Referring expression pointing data
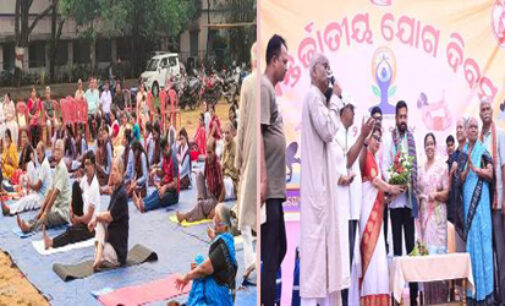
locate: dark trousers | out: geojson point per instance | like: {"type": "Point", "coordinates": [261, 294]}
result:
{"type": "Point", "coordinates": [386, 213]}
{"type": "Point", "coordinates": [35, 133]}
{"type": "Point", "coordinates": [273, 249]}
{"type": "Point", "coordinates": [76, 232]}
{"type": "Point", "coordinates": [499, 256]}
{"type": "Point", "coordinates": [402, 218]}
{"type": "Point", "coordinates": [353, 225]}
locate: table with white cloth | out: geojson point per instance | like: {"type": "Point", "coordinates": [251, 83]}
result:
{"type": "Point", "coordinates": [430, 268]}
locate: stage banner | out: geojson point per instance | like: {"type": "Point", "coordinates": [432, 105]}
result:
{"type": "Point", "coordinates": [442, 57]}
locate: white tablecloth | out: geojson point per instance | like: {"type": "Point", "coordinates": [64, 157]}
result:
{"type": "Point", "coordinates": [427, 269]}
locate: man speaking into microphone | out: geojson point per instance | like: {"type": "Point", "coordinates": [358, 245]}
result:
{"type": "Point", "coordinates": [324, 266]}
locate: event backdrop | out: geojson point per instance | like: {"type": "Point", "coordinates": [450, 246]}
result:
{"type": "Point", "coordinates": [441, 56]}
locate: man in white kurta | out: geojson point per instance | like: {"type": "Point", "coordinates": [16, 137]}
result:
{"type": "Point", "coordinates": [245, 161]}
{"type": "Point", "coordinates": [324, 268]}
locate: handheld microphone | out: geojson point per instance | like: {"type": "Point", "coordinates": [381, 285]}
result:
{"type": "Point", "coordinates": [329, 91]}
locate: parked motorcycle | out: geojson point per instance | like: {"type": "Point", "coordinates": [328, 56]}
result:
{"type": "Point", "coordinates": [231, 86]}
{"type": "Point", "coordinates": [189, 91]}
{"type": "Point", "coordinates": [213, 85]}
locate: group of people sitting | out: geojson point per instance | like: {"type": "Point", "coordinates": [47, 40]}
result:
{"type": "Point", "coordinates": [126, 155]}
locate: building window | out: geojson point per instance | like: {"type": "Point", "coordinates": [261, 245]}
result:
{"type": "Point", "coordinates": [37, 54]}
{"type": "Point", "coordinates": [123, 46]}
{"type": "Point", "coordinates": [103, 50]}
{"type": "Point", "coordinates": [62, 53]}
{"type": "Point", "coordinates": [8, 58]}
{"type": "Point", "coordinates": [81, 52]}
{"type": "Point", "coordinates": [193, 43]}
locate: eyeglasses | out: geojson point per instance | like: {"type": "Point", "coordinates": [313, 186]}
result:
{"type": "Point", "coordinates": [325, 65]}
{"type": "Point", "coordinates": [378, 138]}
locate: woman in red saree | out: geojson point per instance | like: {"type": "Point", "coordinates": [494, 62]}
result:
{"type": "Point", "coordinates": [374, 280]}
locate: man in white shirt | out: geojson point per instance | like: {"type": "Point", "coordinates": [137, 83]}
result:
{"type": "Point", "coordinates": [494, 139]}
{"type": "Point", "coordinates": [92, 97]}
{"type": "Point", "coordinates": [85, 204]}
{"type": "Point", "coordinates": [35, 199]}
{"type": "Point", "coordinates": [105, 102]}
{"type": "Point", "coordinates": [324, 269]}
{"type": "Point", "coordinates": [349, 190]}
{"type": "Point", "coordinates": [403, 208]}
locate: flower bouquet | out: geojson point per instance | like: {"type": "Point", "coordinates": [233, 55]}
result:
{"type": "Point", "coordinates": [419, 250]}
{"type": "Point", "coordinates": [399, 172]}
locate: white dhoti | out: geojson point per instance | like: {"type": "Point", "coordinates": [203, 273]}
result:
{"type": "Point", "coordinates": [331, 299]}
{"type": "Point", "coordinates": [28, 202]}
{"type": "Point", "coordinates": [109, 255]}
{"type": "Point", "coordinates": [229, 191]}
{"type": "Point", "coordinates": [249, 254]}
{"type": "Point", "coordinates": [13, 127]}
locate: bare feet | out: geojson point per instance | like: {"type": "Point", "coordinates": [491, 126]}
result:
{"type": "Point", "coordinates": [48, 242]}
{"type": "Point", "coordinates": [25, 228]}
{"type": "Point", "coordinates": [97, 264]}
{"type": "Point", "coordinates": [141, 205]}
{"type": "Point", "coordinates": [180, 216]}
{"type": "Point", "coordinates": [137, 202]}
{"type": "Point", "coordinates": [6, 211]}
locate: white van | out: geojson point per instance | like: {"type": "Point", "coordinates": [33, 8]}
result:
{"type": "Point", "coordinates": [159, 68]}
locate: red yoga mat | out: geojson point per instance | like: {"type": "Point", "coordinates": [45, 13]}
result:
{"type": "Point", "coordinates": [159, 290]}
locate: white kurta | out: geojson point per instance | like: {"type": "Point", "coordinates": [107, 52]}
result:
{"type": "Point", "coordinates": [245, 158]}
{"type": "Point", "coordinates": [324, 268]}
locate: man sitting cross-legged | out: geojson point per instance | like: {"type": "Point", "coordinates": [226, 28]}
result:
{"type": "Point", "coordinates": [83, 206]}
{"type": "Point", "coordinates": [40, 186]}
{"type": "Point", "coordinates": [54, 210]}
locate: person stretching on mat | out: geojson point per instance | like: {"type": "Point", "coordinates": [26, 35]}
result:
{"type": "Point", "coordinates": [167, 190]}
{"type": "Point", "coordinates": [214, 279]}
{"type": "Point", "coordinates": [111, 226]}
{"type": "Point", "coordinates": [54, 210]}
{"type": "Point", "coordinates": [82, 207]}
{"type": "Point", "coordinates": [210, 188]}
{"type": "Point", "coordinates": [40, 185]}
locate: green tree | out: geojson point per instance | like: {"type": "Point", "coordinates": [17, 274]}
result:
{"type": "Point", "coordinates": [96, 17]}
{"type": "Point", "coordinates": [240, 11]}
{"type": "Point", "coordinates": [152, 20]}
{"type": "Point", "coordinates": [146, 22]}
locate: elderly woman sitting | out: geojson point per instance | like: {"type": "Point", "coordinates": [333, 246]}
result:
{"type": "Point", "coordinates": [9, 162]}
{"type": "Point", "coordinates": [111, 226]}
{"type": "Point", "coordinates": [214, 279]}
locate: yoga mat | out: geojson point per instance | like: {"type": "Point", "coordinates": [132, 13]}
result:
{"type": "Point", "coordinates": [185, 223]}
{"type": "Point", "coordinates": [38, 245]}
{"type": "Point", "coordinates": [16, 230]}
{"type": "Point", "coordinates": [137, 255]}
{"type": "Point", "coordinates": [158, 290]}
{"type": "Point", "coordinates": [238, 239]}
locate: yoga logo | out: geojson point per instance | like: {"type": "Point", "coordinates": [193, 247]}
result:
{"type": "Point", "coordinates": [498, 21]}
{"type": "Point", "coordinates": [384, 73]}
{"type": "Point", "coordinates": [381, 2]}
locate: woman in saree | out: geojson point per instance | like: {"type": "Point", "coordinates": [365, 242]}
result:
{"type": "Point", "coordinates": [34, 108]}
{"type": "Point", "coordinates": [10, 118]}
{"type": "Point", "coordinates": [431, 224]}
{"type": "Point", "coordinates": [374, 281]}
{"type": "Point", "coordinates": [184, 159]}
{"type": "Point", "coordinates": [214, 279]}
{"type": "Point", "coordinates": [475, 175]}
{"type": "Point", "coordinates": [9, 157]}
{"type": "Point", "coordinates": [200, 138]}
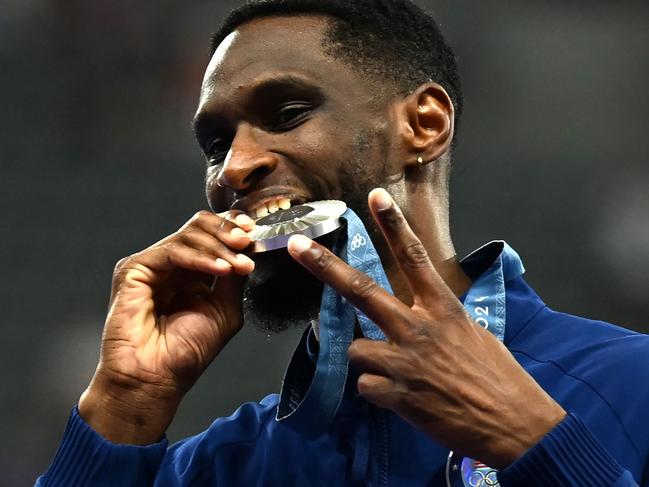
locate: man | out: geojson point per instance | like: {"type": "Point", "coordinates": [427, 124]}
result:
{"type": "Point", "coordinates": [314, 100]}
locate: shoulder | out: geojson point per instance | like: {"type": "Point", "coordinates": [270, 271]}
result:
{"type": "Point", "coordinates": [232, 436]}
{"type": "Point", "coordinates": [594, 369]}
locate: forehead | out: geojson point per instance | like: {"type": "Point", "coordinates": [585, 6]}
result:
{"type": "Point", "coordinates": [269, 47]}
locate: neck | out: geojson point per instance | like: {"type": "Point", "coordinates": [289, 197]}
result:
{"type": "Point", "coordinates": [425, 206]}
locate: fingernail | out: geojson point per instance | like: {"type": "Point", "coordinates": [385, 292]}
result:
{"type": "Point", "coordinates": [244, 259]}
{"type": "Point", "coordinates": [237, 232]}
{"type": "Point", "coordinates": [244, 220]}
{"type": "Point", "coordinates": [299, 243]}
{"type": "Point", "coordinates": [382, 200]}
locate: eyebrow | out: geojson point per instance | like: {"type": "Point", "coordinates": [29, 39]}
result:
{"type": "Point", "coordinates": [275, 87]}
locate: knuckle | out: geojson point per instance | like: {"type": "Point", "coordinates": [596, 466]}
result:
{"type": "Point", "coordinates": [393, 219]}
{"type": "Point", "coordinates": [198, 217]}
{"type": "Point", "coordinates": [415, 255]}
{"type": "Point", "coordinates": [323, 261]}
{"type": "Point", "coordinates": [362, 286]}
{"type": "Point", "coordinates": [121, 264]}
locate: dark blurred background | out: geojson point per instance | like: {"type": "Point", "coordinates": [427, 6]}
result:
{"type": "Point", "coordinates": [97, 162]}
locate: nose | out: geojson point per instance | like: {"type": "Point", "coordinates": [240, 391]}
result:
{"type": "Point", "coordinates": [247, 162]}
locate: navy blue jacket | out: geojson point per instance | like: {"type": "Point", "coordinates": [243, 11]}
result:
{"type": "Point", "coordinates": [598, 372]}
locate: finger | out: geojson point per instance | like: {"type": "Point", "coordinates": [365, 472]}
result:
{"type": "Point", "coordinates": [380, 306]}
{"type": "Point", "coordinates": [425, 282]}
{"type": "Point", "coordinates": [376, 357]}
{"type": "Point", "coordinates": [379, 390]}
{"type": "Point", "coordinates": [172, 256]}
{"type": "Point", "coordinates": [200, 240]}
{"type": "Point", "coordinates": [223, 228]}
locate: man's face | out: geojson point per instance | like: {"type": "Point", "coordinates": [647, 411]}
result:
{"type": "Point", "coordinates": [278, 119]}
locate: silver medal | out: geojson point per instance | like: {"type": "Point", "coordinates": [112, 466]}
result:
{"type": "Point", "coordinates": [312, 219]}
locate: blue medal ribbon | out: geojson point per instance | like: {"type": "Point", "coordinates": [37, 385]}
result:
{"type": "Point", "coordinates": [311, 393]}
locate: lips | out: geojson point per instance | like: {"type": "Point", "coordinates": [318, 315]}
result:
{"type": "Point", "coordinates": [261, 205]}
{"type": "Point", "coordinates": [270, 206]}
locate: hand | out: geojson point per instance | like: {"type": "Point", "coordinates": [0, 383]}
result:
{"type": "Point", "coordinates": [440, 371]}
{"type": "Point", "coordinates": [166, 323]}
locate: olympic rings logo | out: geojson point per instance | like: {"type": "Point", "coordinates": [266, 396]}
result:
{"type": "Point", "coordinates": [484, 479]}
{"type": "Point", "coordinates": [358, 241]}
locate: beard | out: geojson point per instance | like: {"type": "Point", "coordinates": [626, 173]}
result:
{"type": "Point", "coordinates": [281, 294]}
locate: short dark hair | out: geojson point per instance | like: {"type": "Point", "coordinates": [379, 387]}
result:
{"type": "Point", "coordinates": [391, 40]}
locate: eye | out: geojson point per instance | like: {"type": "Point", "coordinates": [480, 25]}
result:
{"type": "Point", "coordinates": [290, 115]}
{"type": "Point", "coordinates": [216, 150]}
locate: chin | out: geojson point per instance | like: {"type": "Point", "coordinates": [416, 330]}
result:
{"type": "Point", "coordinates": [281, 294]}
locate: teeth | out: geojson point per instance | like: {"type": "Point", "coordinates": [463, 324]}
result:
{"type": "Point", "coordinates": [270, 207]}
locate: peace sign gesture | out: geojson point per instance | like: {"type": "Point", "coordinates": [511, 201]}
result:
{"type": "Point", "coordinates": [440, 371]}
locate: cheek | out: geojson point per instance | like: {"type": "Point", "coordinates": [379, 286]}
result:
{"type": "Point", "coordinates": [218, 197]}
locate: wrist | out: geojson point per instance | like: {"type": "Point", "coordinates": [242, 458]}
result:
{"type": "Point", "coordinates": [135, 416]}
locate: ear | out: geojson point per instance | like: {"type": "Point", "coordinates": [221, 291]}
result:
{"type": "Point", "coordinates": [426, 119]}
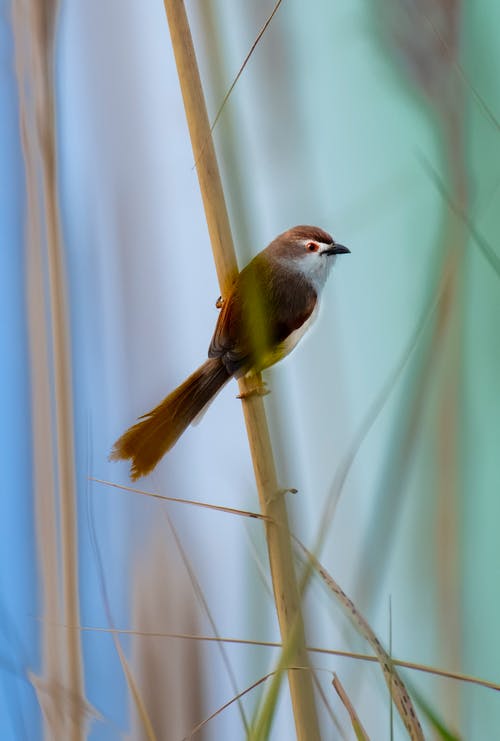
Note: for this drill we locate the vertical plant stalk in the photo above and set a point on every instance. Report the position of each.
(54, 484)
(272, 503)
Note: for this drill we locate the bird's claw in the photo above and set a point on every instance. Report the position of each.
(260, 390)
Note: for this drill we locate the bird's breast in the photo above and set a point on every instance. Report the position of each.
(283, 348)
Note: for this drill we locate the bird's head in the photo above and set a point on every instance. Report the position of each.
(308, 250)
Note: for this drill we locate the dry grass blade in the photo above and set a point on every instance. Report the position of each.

### THE PROBLEM
Go through the records, tally the lines holding the word "medal", and give only the tally.

### RESPONSE AREA
2